— REQUIREMENTS —
Scale the listing between the lines holding "I'd appreciate your assistance detecting the wooden" and "[71,0,132,48]", inclusive. Copy every line with the requests unchanged, multiply each bounding-box coordinate in the answers by 0.6, round to whole numbers with halves going up, and return only these lines.

_ _ _ _

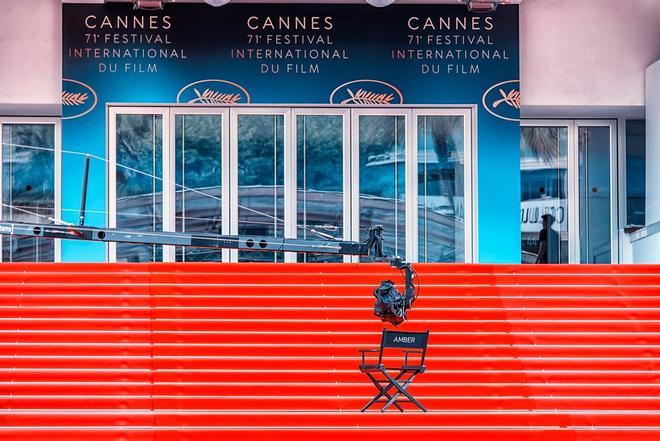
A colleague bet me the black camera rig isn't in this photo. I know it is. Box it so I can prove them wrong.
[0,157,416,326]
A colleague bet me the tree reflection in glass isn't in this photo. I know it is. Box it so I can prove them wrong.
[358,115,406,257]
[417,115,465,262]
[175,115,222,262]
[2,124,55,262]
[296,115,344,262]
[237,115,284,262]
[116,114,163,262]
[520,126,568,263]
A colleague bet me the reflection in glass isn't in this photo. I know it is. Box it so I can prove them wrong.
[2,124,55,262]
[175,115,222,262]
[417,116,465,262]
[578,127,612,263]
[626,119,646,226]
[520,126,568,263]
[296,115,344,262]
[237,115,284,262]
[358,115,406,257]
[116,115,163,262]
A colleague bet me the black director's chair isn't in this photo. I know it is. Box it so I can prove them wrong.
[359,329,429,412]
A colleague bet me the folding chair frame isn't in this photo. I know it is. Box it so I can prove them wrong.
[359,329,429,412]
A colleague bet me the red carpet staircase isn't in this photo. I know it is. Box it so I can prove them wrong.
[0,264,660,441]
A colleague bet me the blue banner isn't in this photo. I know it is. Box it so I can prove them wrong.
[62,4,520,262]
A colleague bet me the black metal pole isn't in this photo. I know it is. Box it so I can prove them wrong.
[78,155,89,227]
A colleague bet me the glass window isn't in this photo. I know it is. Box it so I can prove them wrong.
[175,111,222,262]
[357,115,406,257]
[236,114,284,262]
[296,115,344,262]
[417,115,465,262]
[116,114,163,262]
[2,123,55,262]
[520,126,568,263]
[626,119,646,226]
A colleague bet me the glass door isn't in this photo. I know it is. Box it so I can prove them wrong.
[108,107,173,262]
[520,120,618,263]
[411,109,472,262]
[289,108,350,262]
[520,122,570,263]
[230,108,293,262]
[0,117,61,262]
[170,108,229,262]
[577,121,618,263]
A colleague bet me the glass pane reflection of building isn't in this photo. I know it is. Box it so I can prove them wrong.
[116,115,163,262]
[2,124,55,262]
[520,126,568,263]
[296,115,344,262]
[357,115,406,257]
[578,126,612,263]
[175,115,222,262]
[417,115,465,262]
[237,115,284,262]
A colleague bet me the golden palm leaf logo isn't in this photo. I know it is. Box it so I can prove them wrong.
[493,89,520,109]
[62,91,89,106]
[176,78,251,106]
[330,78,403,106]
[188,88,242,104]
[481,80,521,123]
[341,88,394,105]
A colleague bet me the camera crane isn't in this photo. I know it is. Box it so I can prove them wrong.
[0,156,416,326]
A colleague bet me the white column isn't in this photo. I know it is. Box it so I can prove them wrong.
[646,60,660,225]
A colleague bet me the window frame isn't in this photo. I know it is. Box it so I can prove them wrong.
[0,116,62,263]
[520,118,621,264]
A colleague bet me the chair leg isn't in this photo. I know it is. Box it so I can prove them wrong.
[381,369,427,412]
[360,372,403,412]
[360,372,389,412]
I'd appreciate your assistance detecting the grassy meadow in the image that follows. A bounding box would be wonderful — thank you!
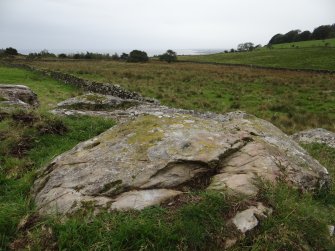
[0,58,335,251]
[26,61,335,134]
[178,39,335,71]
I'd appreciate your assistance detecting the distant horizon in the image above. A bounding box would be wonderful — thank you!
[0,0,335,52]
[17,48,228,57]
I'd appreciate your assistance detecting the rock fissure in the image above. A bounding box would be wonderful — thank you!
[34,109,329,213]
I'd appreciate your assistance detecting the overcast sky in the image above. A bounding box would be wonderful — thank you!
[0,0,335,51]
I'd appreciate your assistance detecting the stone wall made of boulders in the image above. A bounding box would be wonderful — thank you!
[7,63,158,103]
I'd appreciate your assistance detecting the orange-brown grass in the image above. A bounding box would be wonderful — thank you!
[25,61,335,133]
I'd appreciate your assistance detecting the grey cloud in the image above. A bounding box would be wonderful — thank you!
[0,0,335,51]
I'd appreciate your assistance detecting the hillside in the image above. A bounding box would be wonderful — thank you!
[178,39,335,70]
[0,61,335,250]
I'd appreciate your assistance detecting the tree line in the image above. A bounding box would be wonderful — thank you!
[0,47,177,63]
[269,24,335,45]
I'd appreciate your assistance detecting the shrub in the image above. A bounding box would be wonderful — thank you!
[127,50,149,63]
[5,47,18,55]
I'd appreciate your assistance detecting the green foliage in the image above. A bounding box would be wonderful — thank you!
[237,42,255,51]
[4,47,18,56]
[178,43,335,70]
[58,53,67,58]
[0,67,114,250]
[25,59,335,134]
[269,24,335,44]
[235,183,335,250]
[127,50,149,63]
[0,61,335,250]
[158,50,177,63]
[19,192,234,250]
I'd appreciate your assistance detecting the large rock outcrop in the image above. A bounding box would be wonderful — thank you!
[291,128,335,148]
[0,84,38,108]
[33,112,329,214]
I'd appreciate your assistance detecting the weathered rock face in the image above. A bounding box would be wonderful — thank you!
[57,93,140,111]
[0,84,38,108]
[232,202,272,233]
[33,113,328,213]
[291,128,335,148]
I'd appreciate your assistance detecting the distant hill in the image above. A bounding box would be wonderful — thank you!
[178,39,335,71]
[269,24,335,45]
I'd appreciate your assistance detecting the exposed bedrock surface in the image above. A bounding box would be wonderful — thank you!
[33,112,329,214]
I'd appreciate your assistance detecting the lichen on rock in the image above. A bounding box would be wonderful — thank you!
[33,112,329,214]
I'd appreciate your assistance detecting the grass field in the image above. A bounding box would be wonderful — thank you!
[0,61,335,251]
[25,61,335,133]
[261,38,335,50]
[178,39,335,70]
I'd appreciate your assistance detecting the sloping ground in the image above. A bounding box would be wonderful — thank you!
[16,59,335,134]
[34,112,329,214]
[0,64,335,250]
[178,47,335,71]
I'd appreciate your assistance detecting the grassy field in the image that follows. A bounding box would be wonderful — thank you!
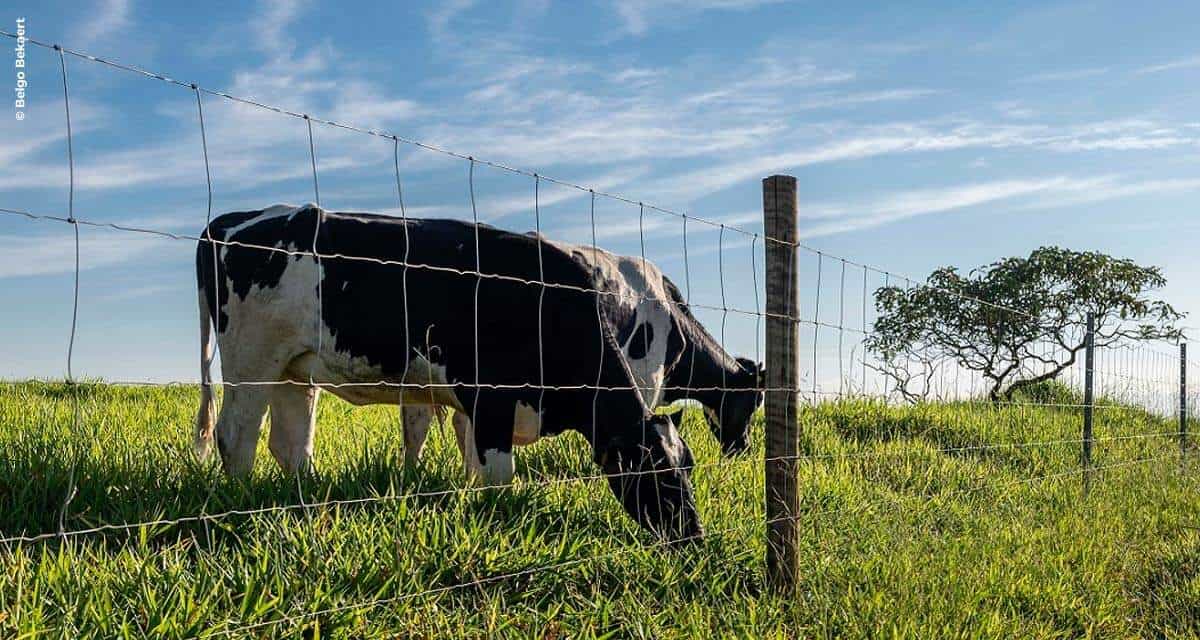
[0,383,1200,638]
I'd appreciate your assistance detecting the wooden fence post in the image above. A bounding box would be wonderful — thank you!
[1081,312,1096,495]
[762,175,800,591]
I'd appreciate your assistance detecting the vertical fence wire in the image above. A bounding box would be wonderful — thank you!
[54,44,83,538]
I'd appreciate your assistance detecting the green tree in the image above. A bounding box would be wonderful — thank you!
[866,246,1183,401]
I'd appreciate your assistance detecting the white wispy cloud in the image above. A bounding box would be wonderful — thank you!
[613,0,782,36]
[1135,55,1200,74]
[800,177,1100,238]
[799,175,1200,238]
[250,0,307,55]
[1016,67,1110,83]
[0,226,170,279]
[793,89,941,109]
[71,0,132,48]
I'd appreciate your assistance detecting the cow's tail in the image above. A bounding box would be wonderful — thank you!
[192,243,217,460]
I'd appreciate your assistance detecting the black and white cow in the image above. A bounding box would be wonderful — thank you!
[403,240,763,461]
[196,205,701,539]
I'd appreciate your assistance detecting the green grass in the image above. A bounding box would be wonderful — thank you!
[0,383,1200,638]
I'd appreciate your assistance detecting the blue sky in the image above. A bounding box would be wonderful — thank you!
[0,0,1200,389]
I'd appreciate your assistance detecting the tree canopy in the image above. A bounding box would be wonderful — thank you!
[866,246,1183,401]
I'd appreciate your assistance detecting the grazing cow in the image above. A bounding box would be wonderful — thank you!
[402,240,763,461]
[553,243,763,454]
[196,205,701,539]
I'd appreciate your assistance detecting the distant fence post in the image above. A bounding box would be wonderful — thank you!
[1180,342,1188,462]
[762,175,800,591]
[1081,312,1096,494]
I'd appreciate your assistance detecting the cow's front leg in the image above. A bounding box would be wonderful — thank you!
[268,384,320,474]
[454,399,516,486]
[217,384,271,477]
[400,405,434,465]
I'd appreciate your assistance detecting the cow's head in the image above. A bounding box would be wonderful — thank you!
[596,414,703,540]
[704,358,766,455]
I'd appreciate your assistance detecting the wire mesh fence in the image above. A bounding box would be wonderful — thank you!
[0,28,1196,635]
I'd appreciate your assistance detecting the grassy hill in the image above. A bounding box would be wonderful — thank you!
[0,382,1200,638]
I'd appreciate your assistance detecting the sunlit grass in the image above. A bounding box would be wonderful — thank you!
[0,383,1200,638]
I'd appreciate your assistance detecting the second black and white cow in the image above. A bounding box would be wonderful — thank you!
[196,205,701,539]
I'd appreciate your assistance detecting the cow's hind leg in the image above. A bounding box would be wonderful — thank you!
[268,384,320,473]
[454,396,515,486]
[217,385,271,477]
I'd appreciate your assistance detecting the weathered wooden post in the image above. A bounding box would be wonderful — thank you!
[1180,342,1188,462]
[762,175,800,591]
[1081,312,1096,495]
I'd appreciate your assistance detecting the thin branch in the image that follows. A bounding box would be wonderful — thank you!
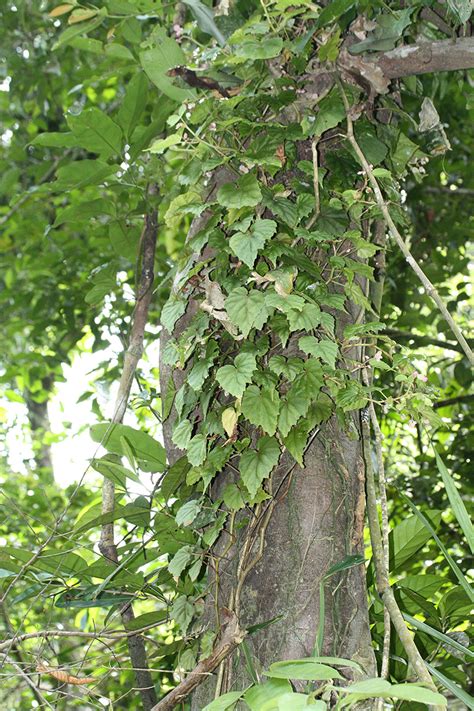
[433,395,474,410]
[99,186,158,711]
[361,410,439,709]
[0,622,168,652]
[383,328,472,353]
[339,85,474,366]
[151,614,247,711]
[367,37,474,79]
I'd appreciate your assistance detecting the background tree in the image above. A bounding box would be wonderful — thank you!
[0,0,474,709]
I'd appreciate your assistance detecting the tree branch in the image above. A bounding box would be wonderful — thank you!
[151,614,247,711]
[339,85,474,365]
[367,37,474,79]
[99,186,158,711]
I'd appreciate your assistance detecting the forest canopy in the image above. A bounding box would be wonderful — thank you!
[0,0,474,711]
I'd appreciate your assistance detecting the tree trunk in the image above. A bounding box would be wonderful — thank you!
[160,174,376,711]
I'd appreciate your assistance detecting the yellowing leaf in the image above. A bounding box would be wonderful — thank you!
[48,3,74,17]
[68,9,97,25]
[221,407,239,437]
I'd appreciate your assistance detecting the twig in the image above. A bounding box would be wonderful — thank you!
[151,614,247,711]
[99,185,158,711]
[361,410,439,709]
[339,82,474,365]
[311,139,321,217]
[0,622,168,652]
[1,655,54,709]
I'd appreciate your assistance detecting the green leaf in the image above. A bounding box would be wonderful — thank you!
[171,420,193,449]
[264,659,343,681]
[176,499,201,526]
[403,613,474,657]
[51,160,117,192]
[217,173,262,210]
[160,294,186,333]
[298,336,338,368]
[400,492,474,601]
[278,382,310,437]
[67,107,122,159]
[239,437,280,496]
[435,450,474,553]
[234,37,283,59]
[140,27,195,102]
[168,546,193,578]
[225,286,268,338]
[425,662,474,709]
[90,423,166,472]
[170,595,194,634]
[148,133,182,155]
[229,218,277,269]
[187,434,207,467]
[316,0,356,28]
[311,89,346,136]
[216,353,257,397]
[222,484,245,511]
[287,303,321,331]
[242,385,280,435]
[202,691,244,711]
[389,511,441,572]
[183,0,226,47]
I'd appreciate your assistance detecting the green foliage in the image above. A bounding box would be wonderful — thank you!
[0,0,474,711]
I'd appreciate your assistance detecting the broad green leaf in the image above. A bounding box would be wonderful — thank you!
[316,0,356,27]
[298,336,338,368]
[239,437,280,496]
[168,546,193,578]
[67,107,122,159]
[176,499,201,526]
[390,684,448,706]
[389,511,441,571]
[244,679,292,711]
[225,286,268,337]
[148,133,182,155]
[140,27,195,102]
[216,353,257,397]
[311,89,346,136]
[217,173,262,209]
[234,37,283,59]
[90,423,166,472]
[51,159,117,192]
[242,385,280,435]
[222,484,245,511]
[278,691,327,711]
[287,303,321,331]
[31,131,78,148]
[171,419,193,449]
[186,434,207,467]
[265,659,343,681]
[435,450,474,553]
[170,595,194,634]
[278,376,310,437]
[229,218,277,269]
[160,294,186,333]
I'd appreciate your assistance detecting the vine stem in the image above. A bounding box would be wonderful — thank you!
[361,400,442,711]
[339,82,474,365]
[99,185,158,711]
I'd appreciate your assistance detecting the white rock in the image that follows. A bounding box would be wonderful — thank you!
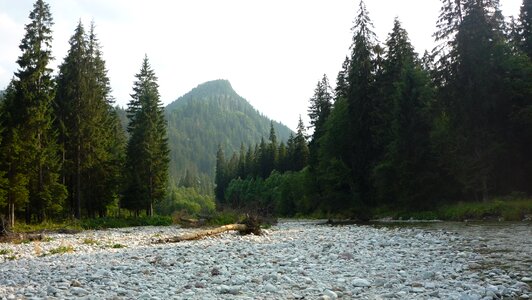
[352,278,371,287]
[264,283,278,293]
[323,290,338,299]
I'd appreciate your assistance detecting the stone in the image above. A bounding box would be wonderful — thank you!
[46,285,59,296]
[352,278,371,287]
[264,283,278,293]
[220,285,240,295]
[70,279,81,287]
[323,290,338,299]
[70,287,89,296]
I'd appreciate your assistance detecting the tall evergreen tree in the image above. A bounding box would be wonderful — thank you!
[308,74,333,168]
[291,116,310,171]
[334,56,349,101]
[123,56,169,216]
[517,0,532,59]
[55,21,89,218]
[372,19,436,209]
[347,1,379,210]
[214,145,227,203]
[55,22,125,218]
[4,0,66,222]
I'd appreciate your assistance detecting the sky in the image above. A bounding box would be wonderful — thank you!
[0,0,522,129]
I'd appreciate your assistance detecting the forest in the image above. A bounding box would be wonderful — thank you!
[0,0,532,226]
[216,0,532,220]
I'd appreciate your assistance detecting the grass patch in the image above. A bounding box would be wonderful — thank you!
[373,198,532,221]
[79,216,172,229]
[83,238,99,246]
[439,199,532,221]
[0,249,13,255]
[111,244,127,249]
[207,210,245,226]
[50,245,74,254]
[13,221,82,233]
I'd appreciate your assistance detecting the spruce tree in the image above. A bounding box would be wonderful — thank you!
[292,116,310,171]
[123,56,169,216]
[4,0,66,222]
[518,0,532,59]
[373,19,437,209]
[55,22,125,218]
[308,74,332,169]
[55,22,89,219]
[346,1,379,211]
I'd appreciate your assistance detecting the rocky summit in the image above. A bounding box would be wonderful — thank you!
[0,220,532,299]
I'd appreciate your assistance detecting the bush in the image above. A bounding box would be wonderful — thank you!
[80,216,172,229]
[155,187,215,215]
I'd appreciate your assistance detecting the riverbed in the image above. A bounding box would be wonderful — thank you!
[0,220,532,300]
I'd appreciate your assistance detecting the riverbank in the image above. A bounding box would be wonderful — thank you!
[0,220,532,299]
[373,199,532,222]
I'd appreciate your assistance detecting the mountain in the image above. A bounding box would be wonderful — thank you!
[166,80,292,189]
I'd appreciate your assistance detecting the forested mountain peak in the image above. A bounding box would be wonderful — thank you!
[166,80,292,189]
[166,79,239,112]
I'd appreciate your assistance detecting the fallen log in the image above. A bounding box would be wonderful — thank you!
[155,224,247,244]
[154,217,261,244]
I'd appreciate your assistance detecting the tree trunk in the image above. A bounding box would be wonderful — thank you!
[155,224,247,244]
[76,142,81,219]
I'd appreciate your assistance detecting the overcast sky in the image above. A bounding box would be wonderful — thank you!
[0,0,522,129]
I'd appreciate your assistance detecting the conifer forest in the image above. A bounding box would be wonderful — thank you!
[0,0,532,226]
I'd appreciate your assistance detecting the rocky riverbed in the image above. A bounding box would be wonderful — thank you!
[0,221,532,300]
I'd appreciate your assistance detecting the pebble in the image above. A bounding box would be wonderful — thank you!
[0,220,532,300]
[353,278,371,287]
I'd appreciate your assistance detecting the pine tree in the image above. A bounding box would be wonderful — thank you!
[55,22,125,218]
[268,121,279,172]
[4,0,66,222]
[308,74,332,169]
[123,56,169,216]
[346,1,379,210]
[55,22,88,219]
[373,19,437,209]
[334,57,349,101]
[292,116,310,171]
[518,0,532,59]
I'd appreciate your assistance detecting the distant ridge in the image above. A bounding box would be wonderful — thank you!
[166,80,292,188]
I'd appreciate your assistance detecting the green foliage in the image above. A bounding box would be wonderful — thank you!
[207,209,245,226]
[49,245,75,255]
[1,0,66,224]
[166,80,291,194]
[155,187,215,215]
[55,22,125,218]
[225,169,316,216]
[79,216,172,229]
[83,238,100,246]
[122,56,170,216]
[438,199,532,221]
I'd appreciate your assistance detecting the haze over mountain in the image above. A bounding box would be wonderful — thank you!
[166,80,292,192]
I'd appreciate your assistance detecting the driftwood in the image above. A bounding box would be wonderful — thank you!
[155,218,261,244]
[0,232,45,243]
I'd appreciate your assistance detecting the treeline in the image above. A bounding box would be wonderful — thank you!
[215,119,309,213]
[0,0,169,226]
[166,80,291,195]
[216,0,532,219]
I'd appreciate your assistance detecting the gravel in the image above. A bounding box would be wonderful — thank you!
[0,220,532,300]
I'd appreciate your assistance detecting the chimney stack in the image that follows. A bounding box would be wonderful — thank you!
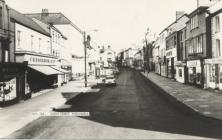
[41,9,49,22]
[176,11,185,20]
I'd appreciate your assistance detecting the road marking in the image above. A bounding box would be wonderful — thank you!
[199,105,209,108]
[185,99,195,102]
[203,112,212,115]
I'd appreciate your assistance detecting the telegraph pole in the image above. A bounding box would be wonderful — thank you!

_ _ _ _

— EXERCISE OUTPUT —
I'd appreciate your assistance detecting the wooden fence post in the image above. A bounding box would be wonderful — thank you!
[649,187,658,297]
[457,105,480,355]
I'd appreciate your assistance detecting the vertical fence wire in the image above. A bounding box would be wonderful — thank you!
[32,26,50,323]
I'd appreciate your assistance detecting the green tree in the image above. A bounding box would be wonderful — thank you!
[520,148,710,241]
I'd appreciate your assistance detecting the white wispy cloud in the image above. A bounding box would be wonderful — thank you!
[368,0,469,22]
[681,33,720,44]
[480,106,660,143]
[479,105,720,143]
[150,0,184,33]
[610,40,666,50]
[0,136,102,167]
[476,53,565,65]
[43,0,79,29]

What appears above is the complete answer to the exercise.